* **요청 사항**:
아래 자료에서 단어 "line"가 들어 있는 줄이 몇 개인지 세어 그 수만 쓰세요. 대소문자를 구분합니다.

· · · ·

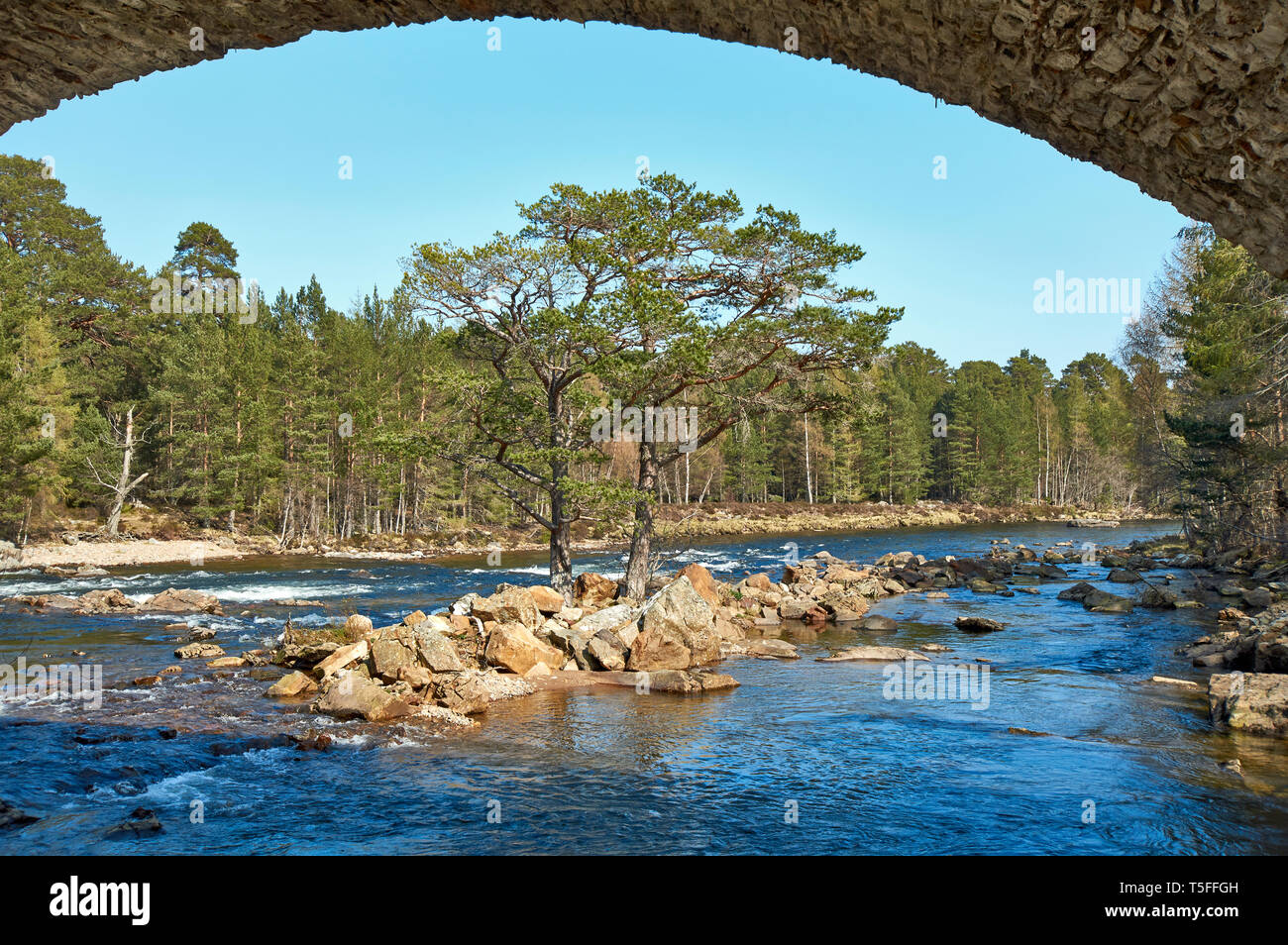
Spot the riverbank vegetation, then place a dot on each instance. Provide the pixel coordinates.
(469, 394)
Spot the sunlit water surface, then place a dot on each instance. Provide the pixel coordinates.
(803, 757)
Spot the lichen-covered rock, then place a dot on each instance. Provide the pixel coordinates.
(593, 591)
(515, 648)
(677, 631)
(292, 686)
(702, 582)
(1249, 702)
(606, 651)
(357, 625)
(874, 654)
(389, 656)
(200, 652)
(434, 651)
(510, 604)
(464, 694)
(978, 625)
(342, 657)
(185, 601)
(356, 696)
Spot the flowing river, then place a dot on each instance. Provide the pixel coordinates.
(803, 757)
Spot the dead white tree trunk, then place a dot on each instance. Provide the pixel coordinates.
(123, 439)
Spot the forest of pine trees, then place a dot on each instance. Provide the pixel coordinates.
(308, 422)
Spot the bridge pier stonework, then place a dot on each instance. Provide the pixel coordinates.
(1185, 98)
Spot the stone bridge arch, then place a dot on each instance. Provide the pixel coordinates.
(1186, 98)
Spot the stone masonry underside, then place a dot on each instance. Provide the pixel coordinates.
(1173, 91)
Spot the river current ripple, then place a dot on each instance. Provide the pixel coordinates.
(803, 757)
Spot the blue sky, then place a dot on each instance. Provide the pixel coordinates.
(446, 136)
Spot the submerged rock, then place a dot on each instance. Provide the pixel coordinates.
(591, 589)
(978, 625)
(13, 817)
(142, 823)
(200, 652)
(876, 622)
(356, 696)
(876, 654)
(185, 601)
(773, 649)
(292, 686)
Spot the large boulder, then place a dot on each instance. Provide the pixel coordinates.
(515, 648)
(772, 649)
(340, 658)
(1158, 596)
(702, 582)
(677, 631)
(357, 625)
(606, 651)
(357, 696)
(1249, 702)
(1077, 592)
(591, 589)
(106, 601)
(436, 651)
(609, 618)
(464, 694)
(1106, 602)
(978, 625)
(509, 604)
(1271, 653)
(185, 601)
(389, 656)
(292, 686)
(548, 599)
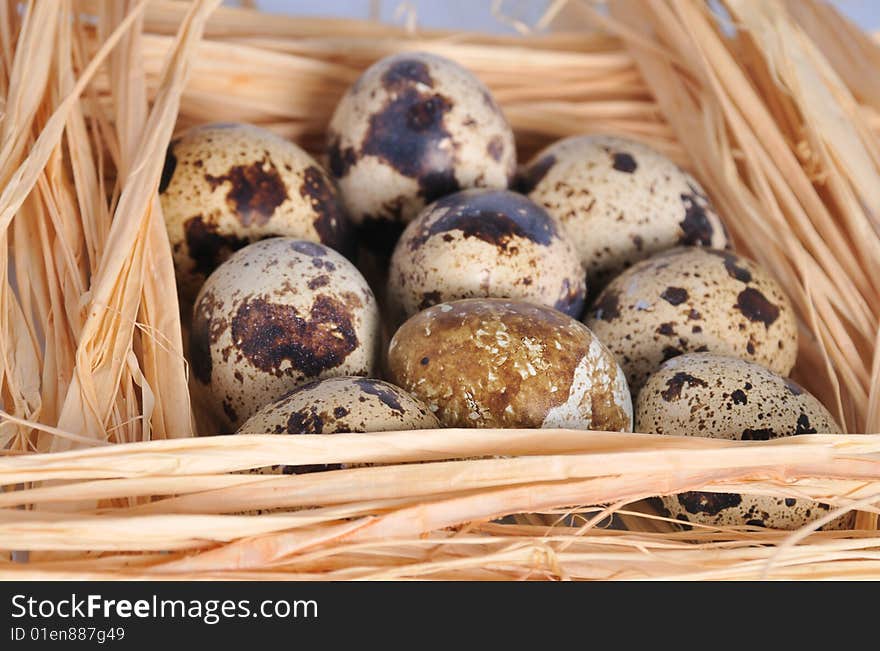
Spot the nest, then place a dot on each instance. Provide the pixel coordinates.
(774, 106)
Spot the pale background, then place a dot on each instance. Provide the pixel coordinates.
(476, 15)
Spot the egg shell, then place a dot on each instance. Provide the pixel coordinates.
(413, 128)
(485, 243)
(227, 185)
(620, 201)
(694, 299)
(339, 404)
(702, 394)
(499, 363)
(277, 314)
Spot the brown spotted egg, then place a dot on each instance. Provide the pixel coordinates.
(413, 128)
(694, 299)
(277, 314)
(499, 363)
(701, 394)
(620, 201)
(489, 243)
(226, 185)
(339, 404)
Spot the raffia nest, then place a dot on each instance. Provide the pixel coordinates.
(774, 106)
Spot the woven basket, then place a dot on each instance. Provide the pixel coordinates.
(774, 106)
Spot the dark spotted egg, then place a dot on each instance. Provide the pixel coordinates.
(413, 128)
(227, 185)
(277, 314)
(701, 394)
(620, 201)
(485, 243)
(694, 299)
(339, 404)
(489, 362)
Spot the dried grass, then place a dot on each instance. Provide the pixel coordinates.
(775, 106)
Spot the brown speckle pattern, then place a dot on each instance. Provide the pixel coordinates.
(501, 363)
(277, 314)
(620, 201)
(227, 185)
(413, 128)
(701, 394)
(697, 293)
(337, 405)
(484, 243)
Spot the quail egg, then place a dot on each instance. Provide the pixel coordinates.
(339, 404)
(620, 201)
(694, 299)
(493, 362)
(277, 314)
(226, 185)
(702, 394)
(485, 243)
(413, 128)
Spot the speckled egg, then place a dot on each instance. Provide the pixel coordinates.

· · · ·

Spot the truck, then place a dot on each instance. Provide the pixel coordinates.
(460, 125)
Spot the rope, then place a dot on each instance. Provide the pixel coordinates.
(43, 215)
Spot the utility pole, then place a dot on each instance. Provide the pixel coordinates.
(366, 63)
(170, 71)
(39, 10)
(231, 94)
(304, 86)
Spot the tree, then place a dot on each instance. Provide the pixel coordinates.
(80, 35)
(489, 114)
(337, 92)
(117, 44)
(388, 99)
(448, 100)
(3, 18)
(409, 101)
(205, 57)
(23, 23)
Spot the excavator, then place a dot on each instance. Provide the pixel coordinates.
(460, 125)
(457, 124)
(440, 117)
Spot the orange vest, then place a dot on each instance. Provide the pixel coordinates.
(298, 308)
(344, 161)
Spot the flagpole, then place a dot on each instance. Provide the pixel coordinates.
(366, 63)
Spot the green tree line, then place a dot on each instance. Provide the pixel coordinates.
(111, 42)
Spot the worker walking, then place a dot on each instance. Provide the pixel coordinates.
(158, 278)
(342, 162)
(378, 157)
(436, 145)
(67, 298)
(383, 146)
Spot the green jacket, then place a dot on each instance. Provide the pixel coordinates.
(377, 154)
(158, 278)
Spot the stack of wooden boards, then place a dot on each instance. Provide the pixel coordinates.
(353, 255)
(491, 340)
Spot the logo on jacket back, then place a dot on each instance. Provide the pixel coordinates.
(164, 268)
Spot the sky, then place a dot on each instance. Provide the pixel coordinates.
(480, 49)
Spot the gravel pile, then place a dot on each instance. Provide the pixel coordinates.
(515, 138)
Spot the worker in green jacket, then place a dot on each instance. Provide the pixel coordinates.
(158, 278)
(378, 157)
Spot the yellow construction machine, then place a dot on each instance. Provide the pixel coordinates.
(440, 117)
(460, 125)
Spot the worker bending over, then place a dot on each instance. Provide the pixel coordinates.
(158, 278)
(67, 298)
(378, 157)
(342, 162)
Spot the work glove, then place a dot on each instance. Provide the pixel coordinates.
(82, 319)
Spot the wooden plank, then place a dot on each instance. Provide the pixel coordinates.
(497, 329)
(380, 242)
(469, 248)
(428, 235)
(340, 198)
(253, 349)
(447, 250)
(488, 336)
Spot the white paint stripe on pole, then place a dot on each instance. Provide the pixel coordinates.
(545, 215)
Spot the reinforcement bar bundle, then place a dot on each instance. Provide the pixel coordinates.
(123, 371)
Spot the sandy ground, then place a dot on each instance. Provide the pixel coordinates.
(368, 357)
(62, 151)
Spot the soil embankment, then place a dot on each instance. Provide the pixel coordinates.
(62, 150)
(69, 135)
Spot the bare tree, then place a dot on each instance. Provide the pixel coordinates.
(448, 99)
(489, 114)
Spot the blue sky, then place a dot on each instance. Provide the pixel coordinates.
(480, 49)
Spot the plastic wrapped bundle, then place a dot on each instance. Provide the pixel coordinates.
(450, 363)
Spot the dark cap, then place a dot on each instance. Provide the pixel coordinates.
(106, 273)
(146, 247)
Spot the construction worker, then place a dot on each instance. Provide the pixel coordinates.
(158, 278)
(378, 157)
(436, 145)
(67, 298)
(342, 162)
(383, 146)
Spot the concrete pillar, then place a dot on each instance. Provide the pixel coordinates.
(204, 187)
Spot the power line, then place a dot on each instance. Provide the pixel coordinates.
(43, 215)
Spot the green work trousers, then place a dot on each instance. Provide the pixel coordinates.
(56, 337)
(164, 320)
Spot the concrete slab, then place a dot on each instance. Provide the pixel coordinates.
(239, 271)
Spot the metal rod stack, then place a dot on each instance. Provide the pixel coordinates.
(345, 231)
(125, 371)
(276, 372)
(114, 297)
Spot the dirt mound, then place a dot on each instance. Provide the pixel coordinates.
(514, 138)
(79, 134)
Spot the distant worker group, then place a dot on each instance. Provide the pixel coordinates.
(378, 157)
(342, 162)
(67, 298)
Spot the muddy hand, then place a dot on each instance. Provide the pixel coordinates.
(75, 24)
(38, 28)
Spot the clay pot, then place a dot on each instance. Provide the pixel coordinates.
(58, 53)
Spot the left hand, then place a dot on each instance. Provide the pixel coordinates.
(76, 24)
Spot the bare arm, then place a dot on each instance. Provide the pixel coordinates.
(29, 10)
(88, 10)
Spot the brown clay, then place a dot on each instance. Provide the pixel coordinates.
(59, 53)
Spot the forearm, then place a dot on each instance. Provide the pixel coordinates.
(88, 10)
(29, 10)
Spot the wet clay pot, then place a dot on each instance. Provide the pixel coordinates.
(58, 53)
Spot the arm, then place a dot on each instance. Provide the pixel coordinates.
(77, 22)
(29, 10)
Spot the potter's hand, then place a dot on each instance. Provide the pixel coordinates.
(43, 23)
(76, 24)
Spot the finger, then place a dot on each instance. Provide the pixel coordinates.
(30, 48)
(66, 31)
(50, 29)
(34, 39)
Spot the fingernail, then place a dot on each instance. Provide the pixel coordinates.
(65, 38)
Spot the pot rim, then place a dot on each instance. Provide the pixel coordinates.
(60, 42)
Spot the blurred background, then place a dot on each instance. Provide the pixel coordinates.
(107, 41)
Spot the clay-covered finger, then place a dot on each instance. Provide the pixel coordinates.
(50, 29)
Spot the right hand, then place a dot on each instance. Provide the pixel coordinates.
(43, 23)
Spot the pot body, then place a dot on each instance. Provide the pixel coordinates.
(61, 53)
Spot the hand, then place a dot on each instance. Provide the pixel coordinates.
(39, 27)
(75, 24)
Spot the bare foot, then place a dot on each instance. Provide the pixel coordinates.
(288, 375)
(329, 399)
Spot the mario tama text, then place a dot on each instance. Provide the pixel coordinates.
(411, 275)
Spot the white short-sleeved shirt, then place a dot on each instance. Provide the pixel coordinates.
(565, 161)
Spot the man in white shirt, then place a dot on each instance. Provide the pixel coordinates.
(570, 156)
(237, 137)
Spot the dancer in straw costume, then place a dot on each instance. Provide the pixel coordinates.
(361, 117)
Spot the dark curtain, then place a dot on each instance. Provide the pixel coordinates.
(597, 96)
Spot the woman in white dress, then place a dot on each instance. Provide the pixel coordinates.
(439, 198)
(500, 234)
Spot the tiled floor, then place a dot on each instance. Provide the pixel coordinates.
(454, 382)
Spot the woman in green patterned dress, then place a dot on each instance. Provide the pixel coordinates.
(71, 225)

· · · ·

* **이 연습의 답**:
2